Demonstrators opposed to loans for big business by Latin America's largest development bank battled with police in protests that overshadowed the start of the bank's annual meeting. More than 50 people were injured, four of them seriously.
The protests erupted as senior finance officials from 47 nations opened the event, with Bolivian President Evo Morales calling for the Inter-American Development Bank (IDB) to forgive his nation's US$1.6 billion IDB debt as part of a relief package that would also help Guyana, Haiti, Honduras and Nicaragua.
Several hundred protesters -- armed with handguns, gasoline bombs, sticks and stones -- smashed plate glass windows and trashed the reception area of a major Brazilian utility that has received funding from the bank, said Tatiana Resende, a spokeswoman for the company, Companhia Energetica de Minas Gerais.
PHOTO: AP
The hour-long rampage against the bank's role in funding privatizations and financing infrastructure projects such as dams took place about 5km from the elegant government arts complex where the IDB was meeting, and there was no indication participants knew it was under way.
Police ousted the protesters from the building by firing rubber bullets, spraying tear gas and setting off stun grenades, protesters said. Then officers on horseback chased down the fleeing protesters.

**SOURCE MATERIAL**

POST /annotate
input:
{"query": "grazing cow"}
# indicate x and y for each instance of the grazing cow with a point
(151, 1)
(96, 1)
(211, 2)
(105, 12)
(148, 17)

**TASK REQUIREMENTS**
- A) Answer these questions from the news report on the development bank protests:
(i) How many people were injured, and how many of them seriously?
(ii) Senior finance officials from how many nations opened the bank's annual meeting?
(iii) How far from the government arts complex where the bank was meeting did the rampage take place?
- B) Continue the news report on the Inter-American Development Bank protests from its final sentence.

**RESULTS**
- A)
(i) More than 50 people were injured, four of them seriously.
(ii) 47 nations.
(iii) About 5km.

- B)
Eight officers were injured in the clash, one of them seriously after he was hit in the head with a rock. He received 30 stitches to close the wound and was hospitalized in grave condition, police said. Four security guards were also treated for minor injuries, Resende said.
Joceli Andrioli, a spokeswoman for the Movement of Dam-Affected People, said 17 protesters were treated at hospitals and 20 others suffered lighter injuries. Three had serious injuries and nine more were detained, she said.
Protesters accused the officers of brutality, and the Landless Rural Workers' Movement said authorities committed human rights violations "that cannot be tolerated, and we hope at the very least that those responsible will be punished."
But police were defended by Aecio Neves, the governor of Minas Gerais, where Belo Horizonte is the state capital.
"When it descends into violence, it doesn't make sense," Neves said.
Andrioli said the utility was targeted because of its link to the bank, which she said "has prompted privatization of water and natural resources. This only increases poverty in Brazil and enriches bankers and multinational companies."
Local news media said two police officers and a photographer were hurt in a separate clash about a kilometer from the palace.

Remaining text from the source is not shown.